# SOURCE DOCUMENT:
---

The Occupational Safety and Health Appeals Board (Board), acting pursuant to authority vested in it by the California Labor Code and having granted the petition for reconsideration1 filed in the above entitled matter by RFG Oil, Inc. (Employer), makes the following decision after reconsideration.


Employer operates a quick lube and oil change business. Between April 19 and May 3, 1996, the Division of Occupational Safety and Health (the Division) conducted a complaint inspection at a place of employment maintained by Employer at 29519 South Western Avenue, Rancho Palos Verdes, California (the site) through Compliance Officer Nirmalenda Paul.

On May 10, 1996, the Division issued to Employer a citation for a serious violation of section 3212(a)(1)2 [unguarded floor openings] with a proposed civil penalty of $935.

Employer filed a timely appeal contesting the existence and classification of the alleged violation.

This matter came on regularly for hearing before Ashaki A. Hesson, Administrative Law Judge (ALJ) of the Board, in Torrance, California. Jeffrey P. Gong, Company Vice President, represented Employer. Staff Counsel Leonard Strom, represented the Division. Oral and documentary evidence was presented at the hearing and the matter was submitted. On December 15, 1998, a decision was issued by the ALJ finding a serious violation and assessing a civil penalty of $935.

Employer filed a timely petition for reconsideration on January 19, 1999. The Division filed an answer on February 3, 1999 and the Board granted the petition on March 2, 1999.


Employer was cited for a serious violation of section 3212(a)(1) because floor openings between upper and lower levels used for oil changes were not guarded by covers and there was no barricade to prevent employees from falling through the 37 inch wide, 9 foot deep hole.

---

# DATA SECTION:
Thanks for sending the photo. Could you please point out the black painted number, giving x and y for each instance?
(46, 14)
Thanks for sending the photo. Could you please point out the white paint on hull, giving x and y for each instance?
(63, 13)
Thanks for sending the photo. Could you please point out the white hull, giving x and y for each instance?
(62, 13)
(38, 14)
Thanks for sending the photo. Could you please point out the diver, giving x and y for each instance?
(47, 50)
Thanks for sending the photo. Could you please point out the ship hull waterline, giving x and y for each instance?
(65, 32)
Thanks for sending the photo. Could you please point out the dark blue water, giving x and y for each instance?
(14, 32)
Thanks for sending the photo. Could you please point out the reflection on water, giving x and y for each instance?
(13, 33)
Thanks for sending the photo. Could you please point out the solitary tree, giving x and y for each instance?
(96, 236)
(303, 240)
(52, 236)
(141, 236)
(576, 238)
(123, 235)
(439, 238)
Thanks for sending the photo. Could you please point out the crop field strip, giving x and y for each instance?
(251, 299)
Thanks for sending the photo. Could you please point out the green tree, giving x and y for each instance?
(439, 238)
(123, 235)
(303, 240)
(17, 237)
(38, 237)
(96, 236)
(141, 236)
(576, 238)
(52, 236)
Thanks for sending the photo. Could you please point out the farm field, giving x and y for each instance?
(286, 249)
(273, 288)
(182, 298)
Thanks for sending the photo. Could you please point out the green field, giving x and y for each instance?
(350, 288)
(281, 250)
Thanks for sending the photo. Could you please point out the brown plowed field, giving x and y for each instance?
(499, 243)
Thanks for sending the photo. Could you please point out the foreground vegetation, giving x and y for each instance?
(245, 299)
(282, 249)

---

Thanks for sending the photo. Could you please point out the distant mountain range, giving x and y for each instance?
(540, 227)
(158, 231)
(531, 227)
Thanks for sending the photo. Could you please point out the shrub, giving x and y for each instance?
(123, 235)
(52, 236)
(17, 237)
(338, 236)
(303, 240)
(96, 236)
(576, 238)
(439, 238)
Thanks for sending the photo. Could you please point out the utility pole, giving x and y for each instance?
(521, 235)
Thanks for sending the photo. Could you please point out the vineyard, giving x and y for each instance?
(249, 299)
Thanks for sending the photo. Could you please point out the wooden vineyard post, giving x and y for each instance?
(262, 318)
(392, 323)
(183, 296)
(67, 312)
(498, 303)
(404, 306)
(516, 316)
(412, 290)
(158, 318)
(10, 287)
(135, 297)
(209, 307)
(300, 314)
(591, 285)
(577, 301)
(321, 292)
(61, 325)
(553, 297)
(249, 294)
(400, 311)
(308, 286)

---

# PROBLEMS TO SOLVE:
1. Reproduce the passage of the appeals board decision that begins with "Employer filed a timely appeal" and ends with "a civil penalty of $935.".
2. State how many lines of the records contain the string "green", giving only that number.
The appeals board decision and the records have no connection to each other.

# EXERCISE SOLUTIONS:
1.
Employer filed a timely appeal contesting the existence and classification of the alleged violation.

This matter came on regularly for hearing before Ashaki A. Hesson, Administrative Law Judge (ALJ) of the Board, in Torrance, California. Jeffrey P. Gong, Company Vice President, represented Employer. Staff Counsel Leonard Strom, represented the Division. Oral and documentary evidence was presented at the hearing and the matter was submitted. On December 15, 1998, a decision was issued by the ALJ finding a serious violation and assessing a civil penalty of $935.

2. 2